Begin Dataset entries

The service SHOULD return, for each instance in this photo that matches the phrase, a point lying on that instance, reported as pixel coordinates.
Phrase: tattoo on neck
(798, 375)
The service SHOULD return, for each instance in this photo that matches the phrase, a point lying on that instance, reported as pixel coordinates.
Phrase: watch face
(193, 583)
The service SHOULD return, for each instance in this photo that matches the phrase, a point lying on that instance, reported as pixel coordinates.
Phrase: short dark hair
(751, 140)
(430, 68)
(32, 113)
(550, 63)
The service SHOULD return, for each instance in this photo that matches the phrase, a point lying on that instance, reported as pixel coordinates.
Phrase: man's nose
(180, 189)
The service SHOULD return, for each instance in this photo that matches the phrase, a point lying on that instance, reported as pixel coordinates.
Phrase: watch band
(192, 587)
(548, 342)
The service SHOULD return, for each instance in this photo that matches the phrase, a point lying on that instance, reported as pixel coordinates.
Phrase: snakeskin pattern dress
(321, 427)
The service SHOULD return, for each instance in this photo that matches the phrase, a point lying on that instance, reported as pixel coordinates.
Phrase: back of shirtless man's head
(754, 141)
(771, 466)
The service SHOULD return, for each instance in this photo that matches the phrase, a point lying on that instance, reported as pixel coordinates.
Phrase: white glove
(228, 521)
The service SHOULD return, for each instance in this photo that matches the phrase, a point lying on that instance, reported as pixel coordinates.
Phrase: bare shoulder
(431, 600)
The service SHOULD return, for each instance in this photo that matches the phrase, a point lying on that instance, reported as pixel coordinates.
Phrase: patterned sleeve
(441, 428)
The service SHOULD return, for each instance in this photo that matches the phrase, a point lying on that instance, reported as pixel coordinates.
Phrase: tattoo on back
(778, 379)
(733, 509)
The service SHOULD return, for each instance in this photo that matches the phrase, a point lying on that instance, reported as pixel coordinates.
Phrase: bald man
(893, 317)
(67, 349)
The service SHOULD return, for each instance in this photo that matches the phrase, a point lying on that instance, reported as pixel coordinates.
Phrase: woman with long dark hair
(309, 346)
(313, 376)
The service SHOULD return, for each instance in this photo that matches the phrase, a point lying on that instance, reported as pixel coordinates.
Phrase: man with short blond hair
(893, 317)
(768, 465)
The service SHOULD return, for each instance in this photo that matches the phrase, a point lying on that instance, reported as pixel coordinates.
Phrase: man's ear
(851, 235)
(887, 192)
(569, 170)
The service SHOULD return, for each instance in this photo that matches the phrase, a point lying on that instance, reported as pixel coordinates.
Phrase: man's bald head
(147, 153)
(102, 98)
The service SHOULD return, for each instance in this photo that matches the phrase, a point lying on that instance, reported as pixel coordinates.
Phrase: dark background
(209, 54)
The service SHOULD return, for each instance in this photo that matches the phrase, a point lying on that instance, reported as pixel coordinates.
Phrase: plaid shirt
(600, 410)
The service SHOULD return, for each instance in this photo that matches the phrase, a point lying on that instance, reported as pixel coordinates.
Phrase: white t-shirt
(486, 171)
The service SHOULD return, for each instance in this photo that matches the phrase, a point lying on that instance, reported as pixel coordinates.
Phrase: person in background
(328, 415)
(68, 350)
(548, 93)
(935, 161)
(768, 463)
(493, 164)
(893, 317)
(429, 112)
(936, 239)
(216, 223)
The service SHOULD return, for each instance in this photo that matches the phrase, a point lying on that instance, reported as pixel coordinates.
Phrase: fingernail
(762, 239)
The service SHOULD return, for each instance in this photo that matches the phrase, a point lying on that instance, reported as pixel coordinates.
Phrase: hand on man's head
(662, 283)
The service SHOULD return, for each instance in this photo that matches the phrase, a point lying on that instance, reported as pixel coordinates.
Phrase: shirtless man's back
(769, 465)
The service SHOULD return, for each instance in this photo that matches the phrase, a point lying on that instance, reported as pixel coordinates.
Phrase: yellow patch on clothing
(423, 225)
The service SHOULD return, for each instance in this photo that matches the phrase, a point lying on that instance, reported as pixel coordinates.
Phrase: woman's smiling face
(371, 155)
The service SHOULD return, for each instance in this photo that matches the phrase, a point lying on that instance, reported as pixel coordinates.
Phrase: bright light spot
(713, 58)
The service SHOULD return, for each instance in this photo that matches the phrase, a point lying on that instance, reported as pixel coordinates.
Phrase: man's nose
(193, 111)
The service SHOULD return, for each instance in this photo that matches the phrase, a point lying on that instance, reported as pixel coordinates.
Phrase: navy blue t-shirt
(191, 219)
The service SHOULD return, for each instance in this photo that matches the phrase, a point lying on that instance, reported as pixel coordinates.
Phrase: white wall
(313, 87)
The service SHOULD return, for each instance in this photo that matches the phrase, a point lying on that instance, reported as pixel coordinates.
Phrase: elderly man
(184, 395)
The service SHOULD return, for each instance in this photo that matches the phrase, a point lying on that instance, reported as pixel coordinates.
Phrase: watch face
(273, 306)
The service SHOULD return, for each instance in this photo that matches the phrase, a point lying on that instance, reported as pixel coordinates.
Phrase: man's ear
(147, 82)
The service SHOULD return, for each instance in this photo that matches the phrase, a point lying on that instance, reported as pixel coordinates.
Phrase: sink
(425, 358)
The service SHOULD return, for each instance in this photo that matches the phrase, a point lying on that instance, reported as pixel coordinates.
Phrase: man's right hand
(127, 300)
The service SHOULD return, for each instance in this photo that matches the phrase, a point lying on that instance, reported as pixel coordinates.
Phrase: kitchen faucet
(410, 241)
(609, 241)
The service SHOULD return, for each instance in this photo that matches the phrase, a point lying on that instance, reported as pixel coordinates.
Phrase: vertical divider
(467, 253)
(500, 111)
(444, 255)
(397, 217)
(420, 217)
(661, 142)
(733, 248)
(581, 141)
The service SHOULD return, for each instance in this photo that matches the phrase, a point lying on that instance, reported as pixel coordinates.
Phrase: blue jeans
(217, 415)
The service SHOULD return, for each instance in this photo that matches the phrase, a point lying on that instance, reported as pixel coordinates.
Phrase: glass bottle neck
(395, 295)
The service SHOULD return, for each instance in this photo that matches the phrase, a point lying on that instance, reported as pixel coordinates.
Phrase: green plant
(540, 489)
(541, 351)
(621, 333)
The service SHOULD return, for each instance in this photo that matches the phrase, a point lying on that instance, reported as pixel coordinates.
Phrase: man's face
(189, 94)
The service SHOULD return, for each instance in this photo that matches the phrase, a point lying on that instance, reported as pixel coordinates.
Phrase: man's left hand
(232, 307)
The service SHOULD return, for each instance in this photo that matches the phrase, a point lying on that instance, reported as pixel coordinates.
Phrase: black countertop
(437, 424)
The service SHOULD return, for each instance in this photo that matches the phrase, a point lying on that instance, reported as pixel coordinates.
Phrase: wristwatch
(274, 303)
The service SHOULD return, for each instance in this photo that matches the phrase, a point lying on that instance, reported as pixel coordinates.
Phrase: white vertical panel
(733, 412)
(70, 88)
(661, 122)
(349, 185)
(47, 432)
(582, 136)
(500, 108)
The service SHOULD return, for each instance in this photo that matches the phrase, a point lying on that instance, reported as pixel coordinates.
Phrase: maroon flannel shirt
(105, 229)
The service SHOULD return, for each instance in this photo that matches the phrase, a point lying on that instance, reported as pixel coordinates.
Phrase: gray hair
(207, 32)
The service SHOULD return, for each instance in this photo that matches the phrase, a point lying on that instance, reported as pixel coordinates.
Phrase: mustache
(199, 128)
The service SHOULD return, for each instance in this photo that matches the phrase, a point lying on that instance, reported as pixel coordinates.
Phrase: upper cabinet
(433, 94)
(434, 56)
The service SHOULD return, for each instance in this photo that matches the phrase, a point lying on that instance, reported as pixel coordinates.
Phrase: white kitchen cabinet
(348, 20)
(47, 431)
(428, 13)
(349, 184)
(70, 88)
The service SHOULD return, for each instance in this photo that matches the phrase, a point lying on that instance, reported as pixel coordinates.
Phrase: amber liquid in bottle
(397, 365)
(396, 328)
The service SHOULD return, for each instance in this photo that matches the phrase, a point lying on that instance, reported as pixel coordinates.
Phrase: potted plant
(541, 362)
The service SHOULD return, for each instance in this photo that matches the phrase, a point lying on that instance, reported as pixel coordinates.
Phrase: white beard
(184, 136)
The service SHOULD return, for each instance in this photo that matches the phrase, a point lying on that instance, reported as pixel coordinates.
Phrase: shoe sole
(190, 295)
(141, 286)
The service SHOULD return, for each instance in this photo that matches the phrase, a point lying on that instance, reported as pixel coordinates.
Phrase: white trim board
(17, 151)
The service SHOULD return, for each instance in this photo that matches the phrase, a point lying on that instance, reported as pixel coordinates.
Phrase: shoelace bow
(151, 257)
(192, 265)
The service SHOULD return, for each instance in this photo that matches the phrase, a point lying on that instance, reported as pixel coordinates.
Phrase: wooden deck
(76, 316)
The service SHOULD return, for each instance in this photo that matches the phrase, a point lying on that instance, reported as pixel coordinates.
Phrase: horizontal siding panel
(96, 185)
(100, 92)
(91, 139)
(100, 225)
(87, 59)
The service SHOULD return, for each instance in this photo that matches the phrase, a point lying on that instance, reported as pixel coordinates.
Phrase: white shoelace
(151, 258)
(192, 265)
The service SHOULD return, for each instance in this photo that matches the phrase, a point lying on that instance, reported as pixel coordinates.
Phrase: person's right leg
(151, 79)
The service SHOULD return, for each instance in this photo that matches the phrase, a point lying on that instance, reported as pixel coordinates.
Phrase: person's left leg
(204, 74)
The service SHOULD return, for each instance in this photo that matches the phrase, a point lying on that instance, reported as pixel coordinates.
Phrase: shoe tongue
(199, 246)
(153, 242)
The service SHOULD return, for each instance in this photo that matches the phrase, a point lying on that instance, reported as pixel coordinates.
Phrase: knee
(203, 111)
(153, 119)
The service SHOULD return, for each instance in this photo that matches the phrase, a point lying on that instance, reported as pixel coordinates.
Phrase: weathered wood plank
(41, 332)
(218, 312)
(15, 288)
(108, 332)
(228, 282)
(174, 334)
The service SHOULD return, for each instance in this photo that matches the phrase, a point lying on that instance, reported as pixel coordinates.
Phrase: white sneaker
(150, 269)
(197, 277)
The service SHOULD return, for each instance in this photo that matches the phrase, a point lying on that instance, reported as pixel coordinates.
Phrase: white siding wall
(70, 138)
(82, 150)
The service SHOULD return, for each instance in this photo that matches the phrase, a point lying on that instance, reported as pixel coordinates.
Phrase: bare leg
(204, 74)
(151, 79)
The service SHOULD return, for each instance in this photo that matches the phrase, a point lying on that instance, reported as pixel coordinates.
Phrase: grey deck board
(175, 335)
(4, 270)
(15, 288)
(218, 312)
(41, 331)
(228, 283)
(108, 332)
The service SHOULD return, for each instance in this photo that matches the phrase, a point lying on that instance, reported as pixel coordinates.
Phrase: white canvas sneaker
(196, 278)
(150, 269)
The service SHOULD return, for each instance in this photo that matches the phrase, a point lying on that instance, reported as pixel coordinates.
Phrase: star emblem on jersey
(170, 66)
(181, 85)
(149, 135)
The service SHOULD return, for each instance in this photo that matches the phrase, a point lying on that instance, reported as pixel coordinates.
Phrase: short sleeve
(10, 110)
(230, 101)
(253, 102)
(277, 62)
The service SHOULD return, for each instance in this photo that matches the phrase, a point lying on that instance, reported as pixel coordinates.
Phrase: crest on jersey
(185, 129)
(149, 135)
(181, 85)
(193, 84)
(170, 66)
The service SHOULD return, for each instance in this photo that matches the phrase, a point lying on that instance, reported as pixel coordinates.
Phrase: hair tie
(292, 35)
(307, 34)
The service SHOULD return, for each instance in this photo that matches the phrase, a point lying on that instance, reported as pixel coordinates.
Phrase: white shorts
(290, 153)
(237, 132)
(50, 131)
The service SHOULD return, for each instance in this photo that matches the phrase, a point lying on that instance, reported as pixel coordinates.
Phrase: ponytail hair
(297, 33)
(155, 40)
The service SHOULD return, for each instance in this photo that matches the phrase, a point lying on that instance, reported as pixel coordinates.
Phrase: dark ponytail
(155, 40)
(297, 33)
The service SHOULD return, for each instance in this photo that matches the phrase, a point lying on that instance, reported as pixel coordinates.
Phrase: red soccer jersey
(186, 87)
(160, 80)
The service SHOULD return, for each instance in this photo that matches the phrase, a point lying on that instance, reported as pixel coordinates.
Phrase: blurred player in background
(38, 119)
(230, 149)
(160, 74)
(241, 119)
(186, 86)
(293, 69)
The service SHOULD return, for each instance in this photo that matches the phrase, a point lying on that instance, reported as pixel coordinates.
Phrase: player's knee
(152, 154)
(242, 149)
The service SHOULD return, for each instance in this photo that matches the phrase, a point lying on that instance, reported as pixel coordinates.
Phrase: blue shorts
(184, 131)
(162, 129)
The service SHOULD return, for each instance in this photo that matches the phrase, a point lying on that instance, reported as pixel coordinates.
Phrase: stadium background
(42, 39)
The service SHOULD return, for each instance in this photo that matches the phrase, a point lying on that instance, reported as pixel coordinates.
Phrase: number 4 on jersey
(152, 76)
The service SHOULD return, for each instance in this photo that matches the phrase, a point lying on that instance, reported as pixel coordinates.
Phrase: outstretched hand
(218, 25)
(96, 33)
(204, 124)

End Dataset entries

# Exercise prompt:
Filter the data above down to each line that contains the string "left", treating the match as case-sensitive.

# Solution below:
Phrase: man's left hand
Phrase: person's left leg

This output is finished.